*GIVEN REQUEST*
Gather every line of the records that contains the string "mask", matching its case exactly.

*STORED RECORDS*
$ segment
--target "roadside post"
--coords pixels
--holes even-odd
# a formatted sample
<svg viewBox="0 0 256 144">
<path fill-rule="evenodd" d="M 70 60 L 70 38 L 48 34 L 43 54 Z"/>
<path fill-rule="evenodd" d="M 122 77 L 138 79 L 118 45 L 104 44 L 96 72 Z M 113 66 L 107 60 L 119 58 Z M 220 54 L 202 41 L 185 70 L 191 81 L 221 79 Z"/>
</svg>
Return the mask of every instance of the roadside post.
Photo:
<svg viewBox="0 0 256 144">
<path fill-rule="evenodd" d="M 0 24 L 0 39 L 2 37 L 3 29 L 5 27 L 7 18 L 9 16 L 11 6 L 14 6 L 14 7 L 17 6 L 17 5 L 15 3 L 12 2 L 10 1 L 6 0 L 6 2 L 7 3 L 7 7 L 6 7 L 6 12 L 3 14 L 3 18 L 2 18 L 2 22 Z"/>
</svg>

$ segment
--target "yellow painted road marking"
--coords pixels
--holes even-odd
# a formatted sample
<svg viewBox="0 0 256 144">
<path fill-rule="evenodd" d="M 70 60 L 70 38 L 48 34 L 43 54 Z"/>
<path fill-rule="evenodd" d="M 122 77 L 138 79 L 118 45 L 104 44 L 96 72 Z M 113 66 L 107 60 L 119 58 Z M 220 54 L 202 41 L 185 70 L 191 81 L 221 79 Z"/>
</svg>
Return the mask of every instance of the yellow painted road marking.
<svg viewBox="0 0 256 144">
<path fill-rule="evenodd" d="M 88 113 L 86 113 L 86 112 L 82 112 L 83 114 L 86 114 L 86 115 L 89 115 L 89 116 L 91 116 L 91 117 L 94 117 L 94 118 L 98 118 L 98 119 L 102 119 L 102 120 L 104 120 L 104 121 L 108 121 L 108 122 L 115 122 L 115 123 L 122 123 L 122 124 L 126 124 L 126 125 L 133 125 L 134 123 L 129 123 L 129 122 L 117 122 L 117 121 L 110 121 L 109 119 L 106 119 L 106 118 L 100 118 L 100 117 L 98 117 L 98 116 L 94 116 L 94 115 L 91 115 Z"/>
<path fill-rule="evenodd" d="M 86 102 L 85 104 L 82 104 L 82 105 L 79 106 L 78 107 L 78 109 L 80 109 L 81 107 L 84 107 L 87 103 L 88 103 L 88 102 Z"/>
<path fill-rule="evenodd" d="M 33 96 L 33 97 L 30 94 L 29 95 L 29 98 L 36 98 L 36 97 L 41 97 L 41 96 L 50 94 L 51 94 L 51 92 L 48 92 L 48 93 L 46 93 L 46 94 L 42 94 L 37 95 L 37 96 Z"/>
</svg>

*COMPLETED TASK*
Return the mask of every instance of the roadside post.
Return the mask of every instance of the yellow painted road marking.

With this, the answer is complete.